● Tasks to carry out:
a: Decide whether each statement agrees with the text about Monsanto and pharming, answering yes or no and quoting the deciding words of the text: (i) The ProdiGene corn was found to be mixed with food crops before any of that food was eaten. (ii) Monsanto Protein Technologies employed about 700 people. (iii) Monsanto will stop developing genetically engineered wheat resistant to its Roundup herbicide.
b: Reproduce word for word the part of the text about Monsanto and pharming that opens with the words containing "In a conference" and closes with "seeds and biotechnology.".

● Text passage:
━━━━
Pharming has attracted opposition not only from the environmental groups that usually oppose genetically modified foods, but from food companies, which worry that pharmaceutical-containing corn might wind up in corn flakes, forcing product recalls and undermining public confidence in the safety of the food supply.

Such concerns were stoked by a couple of incidents last year in which pharmaceutical-containing corn developed by ProdiGene, a small biotech company, intermingled with food crops, though the problem was discovered before any of the food was eaten. Regulations have since been tightened in a way that could make it more difficult to grow pharmaceutical-containing corn - the crop Monsanto was concentrating on - in the Corn Belt.

In a conference call with analysts yesterday, Hugh Grant, the chief executive, said that the decision was based on the "uncertainty of the longer-term reward from a highly capital-intensive business." He said the company was trimming research and development spending and focusing on projects that had a nearer-term payoff.

Bryan W. Hurley, a spokesman for Monsanto, said in a subsequent interview that the move was "purely a business decision" unrelated to the controversy. The company's plant-based pharmaceutical division, known as Monsanto Protein Technologies, employed about 70 people.

Monsanto remains committed to genetically modified crops, he said. The company is suffering from generic competition to its Roundup herbicide and is focusing more than ever on seeds and biotechnology.

The company said yesterday that it would trim its work force, largely in the agricultural chemical business. It also said that it would exit the European breeding and seed business for wheat and barley, though it will continue to develop genetically engineered wheat resistant to its Roundup herbicide.
━━━━
● Supplied material:
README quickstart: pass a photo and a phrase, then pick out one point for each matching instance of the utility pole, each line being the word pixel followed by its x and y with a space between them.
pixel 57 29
━━━━
● Outputs for the tasks:
a:
(i) Yes: "the problem was discovered before any of the food was eaten"
(ii) No: "employed about 70 people"
(iii) No: "it will continue to develop genetically engineered wheat resistant to its Roundup herbicide"

b:
In a conference call with analysts yesterday, Hugh Grant, the chief executive, said that the decision was based on the "uncertainty of the longer-term reward from a highly capital-intensive business." He said the company was trimming research and development spending and focusing on projects that had a nearer-term payoff.

Bryan W. Hurley, a spokesman for Monsanto, said in a subsequent interview that the move was "purely a business decision" unrelated to the controversy. The company's plant-based pharmaceutical division, known as Monsanto Protein Technologies, employed about 70 people.

Monsanto remains committed to genetically modified crops, he said. The company is suffering from generic competition to its Roundup herbicide and is focusing more than ever on seeds and biotechnology.